Thursday, January 21, 2010

Sate Pelanduk Gelora


WARUNG Sate Pelanduk Gelora terletak di Satuan Permukiman, warga Ranai biasa menyebutnya SP3. Ini adalah daerah para transmigran. Masuk dalam Kelurahan Batubi, Kecamatan Bunguran Timur. Dari pusat Kota Ranai, kira-kira butuh 20 menit perjalanan dengan mobil untuk sampai ke sana.


Warung ini buka tiap hari, dari siang hingga menjelang malam. Menunya cuma: sate pelanduk. Begitu menjejakkan kaki di depan warung yang arsitekturnya mirip warung kopi di desa-desa lain di Indonesia itu, Abdul Kadir, sang pemilik ramah menyambut. ”Mau pesan berapa?” Itulah pertanyaan pertama dan selalu diucapkan Kadir kepada tetamunya.

Setelah memastikan pesanan pembeli, Kadir bergegas ke dapur yang ada di bagian dalam warung. Dari sana ia membawa puluhan tusuk daging pelanduk yang sebelumnya sudah dibersihkan. ”Begitu orang pesan, kita tinggal bakar saja,” katanya, ketika Batam Pos singgah di sana, beberapa waktu lalu.

Pembakaran dilakukan di depan warung. Asap mengepul-ngepul. Menurut Kadir, pembakaran sengaja dilakukan di depan agar pengunjung bisa melihat dengan jelas struktur daging pelanduk segar. Saat dibakar, daging pelanduk tak terlalu menebar aroma khas. ”Mirip-mirip daging kambing,” kata Kadir. Bedanya, kata Kadir menambahkan, daging pelanduk lebih amis dibanding kambing. Karena itu, kata dia, membersihkan dan mengolahnya harus teliti. ”Kami punya resep khusus, agar saat dimakan sate tak lagi terasa amis,” katanya.
──────────
YANG DIKERJAKAN -
[a] Sajikan bagian catatan di bawah yang dimulai dari awal catatan dan berakhir pada baris yang memuat "302,31 -> 517,227" (baris itu ikut disertakan) sebagai daftar JSON berisi string, satu string untuk setiap baris, tanpa baris kosong.
[b] Bisakah Anda meneruskan tulisan tentang warung sate pelanduk di atas mulai dari kalimat terakhirnya?
──────────
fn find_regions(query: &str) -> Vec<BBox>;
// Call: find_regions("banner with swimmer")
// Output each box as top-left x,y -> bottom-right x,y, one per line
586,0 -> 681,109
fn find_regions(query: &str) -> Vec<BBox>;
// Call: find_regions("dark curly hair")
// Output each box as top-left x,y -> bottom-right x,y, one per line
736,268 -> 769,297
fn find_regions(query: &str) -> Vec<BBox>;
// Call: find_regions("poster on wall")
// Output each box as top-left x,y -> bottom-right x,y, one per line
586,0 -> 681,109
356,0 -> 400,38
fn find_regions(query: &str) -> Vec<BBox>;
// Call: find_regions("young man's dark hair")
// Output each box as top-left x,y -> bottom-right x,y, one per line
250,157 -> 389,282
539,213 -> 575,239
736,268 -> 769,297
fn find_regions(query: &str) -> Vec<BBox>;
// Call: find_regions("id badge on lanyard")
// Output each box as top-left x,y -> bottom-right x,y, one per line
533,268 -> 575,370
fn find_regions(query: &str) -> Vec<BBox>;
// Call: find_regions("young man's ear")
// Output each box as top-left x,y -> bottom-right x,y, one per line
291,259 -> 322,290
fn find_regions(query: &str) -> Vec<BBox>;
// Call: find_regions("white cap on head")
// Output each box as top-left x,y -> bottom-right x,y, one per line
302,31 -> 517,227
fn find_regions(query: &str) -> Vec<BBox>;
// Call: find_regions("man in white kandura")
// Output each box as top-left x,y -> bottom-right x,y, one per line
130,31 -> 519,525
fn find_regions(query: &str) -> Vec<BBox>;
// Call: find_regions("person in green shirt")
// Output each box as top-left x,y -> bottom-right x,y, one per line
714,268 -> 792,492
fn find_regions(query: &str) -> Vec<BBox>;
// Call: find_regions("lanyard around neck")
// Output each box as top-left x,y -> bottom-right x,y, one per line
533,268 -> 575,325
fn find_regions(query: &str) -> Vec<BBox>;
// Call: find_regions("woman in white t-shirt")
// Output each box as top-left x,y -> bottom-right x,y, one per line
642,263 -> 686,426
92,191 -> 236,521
──────────
JAWABAN DI BAWAH -
[a]
[
  "fn find_regions(query: &str) -> Vec<BBox>;",
  "// Call: find_regions(\"banner with swimmer\")",
  "// Output each box as top-left x,y -> bottom-right x,y, one per line",
  "586,0 -> 681,109",
  "fn find_regions(query: &str) -> Vec<BBox>;",
  "// Call: find_regions(\"dark curly hair\")",
  "// Output each box as top-left x,y -> bottom-right x,y, one per line",
  "736,268 -> 769,297",
  "fn find_regions(query: &str) -> Vec<BBox>;",
  "// Call: find_regions(\"poster on wall\")",
  "// Output each box as top-left x,y -> bottom-right x,y, one per line",
  "586,0 -> 681,109",
  "356,0 -> 400,38",
  "fn find_regions(query: &str) -> Vec<BBox>;",
  "// Call: find_regions(\"young man's dark hair\")",
  "// Output each box as top-left x,y -> bottom-right x,y, one per line",
  "250,157 -> 389,282",
  "539,213 -> 575,239",
  "736,268 -> 769,297",
  "fn find_regions(query: &str) -> Vec<BBox>;",
  "// Call: find_regions(\"id badge on lanyard\")",
  "// Output each box as top-left x,y -> bottom-right x,y, one per line",
  "533,268 -> 575,370",
  "fn find_regions(query: &str) -> Vec<BBox>;",
  "// Call: find_regions(\"young man's ear\")",
  "// Output each box as top-left x,y -> bottom-right x,y, one per line",
  "291,259 -> 322,290",
  "fn find_regions(query: &str) -> Vec<BBox>;",
  "// Call: find_regions(\"white cap on head\")",
  "// Output each box as top-left x,y -> bottom-right x,y, one per line",
  "302,31 -> 517,227"
]

[b]
Apa resepnya? Sambil terkekeh Kadir menjawab, ”Itu rahasia keluarga. Turun temurun.” Memang, sebelum Kadir mengambilalih kendali Warung Gelora, orangtuanya adalah nakhoda yang memimpin peluncuran perdana Warung Gelora lebih dari sepuluh tahun silam.

Sekitar sepuluh menit berada di pangganggan, sate pelanduk siap disajikan. Satu porsi terdiri dari sepuluh tusuk, ditaruh di atas sebuah piring kecil lalu disiram dengan bumbu kacang dan kecap. Hmmm, bau daging panggang dan bumbung kacang di depan hidung pengunjung mulai membangkitkan selera makan. Tersedia dua pilihan, Anda mau menyantapnya dengan lontong atau nasi. Tapi, kebanyakan pengunjung memilih lontong.

Di lidah, daging pelanduk yang seporsi dihargai Rp15 ribu itu, lebih halus daripada daging kambing. Pembakaran yang pas membuatnya juga terasa empuk dan tidak alot. Karena itu, tidak perlu waktu lama untuk menghabiskan satu porsi sate pelanduk. ”Banyak yang minta tambah,” ungkap Kadir. Bumbu kacang dan kecap yang tersisa di piring juga enak disantap dengan kerupuk yang banyak digantung dekat meja pengunjung.

Lalu apa khasiat daging pelanduk? ”Untuk menambah tenaga. Cocok untuk laki-laki,” ujarnya. Setengah berbisik, Kadir menambahkan, ”Kalau belum menikah jangan sering-sering makan pelanduk, nanti tersiksa hehe.” Khasiat daging pelanduk itu pula yang melatarbelakangi pemberian nama warungnya. ”Biar yang makan tambah bergelora,” ucapnya.

Sehari Kadir biasa menghabiskan tiga ekor pelanduk atau sekitar 45 kilogram daging. Pelanduk adalah binatang kecil yang mirip kancil tapi ukuran badannya lebih menyerupai kambing. Meski berada jauh dari pusat Kota Ranai, warung sate pelanduk Kadir selalu ramai dikunjungi.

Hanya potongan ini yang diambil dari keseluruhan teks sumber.